**DATA SUPPLIED**

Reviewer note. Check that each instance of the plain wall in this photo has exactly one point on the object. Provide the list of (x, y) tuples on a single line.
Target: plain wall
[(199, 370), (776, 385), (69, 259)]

---

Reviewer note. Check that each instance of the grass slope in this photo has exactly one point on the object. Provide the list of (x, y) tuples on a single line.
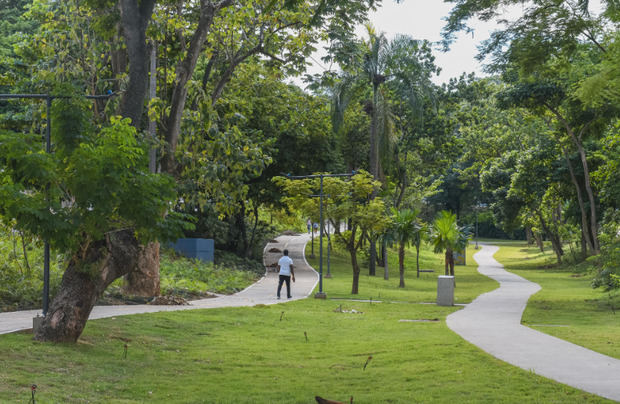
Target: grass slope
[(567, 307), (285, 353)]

**TASK TO CARRY OUT**
Return, word for word, the lines from the one containing "Reviewer note. Check that each instance of the grass" through the one containing "[(567, 307), (285, 353)]", including both. Leave the pictures out.

**ANSWER TO THE TASK**
Reviewer note. Check that each instance of the grass slope in this photo has exactly one point on the object. Provide the list of (x, y) tuples on a single line.
Target: grass slope
[(567, 307), (285, 353)]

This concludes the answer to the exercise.